Source text:

Sir Albert William Liley  (12 March 1929 – 15 June 1983) was a New Zealand medical practitioner, renowned for developing techniques to improve the health of foetuses in utero.

Education and career
Liley graduated from Otago Medical School at the University of Otago in Dunedin, in 1954. After a period at Australian National University in Canberra, he returned to Auckland where he worked for the rest of his life except for a brief period at Columbia University. While in Auckland he held a number of posts, including at Auckland University, National Women's Hospital and the Medical Research Council of New Zealand (now the Health Research Council of New Zealand).

In 1963, after three unsuccessful attempts, Liley successfully carried out the first ever successful intrauterine blood transfusion. The fetus had Rh disease/hemolytic disease and had been expected to die before birth. The highly publicised procedure was a milestone in not only medical treatment but also public perception. Initially the procedure had a success rate of only about 40%, but this rose over time.

Dataset records:

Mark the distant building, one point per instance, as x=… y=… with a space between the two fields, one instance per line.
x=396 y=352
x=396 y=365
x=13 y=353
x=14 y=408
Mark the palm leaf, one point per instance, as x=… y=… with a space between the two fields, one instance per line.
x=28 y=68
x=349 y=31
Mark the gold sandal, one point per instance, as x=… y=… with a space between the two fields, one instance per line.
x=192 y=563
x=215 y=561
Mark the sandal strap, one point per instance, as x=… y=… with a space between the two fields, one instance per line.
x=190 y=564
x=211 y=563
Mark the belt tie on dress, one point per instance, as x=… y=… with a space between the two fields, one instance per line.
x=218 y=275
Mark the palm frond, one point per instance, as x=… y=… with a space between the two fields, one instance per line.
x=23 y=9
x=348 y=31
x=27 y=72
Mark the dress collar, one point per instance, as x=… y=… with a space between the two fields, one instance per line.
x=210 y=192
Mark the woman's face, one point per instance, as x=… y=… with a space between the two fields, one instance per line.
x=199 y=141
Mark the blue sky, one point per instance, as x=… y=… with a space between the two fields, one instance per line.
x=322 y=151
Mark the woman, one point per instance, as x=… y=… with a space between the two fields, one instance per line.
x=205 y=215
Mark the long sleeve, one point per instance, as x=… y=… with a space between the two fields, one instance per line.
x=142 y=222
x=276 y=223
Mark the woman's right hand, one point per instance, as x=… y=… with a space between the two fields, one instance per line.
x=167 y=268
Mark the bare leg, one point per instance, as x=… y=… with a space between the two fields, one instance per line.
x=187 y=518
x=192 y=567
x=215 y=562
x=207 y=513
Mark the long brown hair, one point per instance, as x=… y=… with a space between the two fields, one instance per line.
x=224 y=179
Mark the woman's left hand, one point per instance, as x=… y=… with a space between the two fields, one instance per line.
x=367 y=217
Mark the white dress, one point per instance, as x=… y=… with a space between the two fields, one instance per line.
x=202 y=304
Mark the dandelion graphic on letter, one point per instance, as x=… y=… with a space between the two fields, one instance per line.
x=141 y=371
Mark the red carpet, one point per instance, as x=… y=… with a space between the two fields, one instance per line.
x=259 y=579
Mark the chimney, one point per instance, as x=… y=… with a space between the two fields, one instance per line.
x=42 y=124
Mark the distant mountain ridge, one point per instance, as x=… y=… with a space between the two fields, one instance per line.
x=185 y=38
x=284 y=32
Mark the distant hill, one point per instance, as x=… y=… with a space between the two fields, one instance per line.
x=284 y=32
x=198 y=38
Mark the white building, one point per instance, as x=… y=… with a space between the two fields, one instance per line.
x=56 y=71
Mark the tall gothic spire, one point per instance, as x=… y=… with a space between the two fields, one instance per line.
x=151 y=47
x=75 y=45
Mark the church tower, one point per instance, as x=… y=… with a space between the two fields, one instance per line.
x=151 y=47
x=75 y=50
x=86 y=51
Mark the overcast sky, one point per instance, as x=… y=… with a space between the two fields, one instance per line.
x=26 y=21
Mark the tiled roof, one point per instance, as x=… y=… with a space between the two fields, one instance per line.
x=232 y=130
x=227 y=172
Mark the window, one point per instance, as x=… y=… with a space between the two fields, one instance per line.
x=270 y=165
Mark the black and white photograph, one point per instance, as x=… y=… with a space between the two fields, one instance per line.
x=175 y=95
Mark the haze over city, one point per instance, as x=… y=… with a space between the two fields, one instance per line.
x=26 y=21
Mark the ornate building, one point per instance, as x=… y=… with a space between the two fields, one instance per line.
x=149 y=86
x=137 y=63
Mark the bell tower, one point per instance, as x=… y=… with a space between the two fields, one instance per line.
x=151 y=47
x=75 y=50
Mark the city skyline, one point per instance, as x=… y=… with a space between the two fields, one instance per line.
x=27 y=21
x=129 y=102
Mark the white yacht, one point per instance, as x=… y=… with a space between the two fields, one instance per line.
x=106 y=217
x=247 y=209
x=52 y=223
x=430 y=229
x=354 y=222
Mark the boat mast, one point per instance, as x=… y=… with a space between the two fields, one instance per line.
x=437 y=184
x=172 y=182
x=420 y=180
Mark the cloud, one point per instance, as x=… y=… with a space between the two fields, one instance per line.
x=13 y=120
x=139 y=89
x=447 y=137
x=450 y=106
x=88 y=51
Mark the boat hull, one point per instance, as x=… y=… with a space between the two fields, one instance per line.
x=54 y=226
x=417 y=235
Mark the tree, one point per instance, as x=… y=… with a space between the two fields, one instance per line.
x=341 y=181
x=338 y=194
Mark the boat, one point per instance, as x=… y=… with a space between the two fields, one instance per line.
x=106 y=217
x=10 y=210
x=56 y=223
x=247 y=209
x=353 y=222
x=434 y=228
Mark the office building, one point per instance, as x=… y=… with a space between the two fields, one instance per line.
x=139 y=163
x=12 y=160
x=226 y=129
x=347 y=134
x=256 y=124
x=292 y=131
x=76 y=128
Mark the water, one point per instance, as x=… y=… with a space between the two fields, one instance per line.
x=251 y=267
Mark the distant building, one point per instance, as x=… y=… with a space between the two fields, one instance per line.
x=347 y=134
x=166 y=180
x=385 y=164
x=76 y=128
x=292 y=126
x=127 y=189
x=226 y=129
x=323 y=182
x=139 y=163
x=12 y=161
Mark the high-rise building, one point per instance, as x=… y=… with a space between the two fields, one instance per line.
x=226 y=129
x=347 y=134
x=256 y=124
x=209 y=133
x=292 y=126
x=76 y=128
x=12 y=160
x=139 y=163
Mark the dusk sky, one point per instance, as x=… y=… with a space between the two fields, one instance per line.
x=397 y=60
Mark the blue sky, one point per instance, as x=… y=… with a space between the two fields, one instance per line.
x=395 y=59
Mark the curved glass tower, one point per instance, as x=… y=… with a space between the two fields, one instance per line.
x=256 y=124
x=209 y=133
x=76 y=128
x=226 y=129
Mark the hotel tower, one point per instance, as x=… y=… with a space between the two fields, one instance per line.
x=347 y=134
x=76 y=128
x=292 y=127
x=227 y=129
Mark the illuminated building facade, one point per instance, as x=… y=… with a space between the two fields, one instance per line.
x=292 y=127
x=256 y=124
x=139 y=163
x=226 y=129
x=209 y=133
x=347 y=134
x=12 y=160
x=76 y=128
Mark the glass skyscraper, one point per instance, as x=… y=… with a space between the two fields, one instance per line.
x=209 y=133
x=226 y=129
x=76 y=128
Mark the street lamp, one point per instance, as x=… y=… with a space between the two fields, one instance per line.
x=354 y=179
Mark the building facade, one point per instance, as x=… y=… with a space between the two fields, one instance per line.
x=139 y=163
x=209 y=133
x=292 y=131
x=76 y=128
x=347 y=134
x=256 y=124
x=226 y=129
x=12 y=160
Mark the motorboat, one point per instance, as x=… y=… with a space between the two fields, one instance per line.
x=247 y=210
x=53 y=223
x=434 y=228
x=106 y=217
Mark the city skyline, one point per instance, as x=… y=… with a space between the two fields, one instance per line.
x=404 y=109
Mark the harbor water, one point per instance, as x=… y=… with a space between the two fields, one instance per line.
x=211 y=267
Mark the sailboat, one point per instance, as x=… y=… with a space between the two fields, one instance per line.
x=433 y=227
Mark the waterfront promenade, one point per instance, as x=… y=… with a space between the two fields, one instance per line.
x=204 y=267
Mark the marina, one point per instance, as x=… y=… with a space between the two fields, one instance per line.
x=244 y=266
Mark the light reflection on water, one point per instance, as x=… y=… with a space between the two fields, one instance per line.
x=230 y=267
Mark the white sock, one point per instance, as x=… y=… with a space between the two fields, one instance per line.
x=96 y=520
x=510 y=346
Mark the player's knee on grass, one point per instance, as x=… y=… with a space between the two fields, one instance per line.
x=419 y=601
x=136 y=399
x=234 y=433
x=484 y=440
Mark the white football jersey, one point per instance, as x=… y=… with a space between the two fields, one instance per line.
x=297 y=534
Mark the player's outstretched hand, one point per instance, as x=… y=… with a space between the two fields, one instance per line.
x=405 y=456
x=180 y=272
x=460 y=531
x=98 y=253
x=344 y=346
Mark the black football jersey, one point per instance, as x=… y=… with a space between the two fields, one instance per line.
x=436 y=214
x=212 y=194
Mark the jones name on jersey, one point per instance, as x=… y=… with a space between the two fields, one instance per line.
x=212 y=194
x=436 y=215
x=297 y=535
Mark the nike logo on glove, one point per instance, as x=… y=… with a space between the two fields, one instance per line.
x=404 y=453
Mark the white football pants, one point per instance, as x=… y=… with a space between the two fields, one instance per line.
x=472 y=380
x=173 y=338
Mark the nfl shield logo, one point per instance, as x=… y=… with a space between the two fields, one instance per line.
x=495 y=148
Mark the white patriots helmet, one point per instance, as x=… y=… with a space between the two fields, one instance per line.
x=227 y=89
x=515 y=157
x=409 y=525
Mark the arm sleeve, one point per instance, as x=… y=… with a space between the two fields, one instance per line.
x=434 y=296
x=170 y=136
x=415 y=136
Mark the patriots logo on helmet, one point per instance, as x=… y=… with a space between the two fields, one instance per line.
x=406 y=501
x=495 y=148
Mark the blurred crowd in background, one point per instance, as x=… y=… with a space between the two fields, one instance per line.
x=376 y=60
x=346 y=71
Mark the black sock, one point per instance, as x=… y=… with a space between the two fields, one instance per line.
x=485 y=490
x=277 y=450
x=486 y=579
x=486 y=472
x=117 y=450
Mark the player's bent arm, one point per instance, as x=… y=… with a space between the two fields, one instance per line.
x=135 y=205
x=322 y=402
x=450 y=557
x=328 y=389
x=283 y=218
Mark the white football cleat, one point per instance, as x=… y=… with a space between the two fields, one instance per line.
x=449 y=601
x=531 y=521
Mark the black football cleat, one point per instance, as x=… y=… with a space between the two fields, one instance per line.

Required action 1:
Reproduce the stretch of the Albert Liley text from "Sir Albert William" through "of New Zealand).".
Required action 2:
Carry on the text about Albert Liley from the point where it stops.

Final answer 1:
Sir Albert William Liley  (12 March 1929 – 15 June 1983) was a New Zealand medical practitioner, renowned for developing techniques to improve the health of foetuses in utero.

Education and career
Liley graduated from Otago Medical School at the University of Otago in Dunedin, in 1954. After a period at Australian National University in Canberra, he returned to Auckland where he worked for the rest of his life except for a brief period at Columbia University. While in Auckland he held a number of posts, including at Auckland University, National Women's Hospital and the Medical Research Council of New Zealand (now the Health Research Council of New Zealand).

Final answer 2:
Liley was awarded fellowships with the American College of Obstetricians and Gynecologists and the Royal College of Obstetricians and Gynaecologists, and was appointed to the Vatican's Pontifical Academy of the Sciences, although he was an atheist. He was also a Fellow of the Royal Society of New Zealand. In the 1967 Queen's Birthday Honours, Liley was appointed a Companion of the Order of St Michael and St George, for valuable services to medicine. In the 1973 Queen's Birthday Honours, he was promoted to Knight Commander of the Order of St Michael and St George, for distinguished service to medicine.

Activism
Liley was one of the founders of the New Zealand anti-abortion group, the Society for the Protection of the Unborn Child (now Voice for Life), in 1971 and served as that organisation's first president. In 1977, Robert Sassone edited a series of interviews with Liley and Jérôme Lejeune, entitled The Tiniest Humans.

Personal life
Liley met his future wife Helen Margaret Irwin Hunt (known as Margaret) as a classmate in medical school; they married in 1953.  They had five biological children and an adopted child with Down syndrome.

The family maintained a  block outside Benneydale in the King Country where Liley exercised a passion for silviculture.

Liley committed suicide in 1983.

Liley Medal

Since 2004 the Health Research Council of New Zealand has annually awarded the Liley Medal in recognition of an outstanding contribution to medical research.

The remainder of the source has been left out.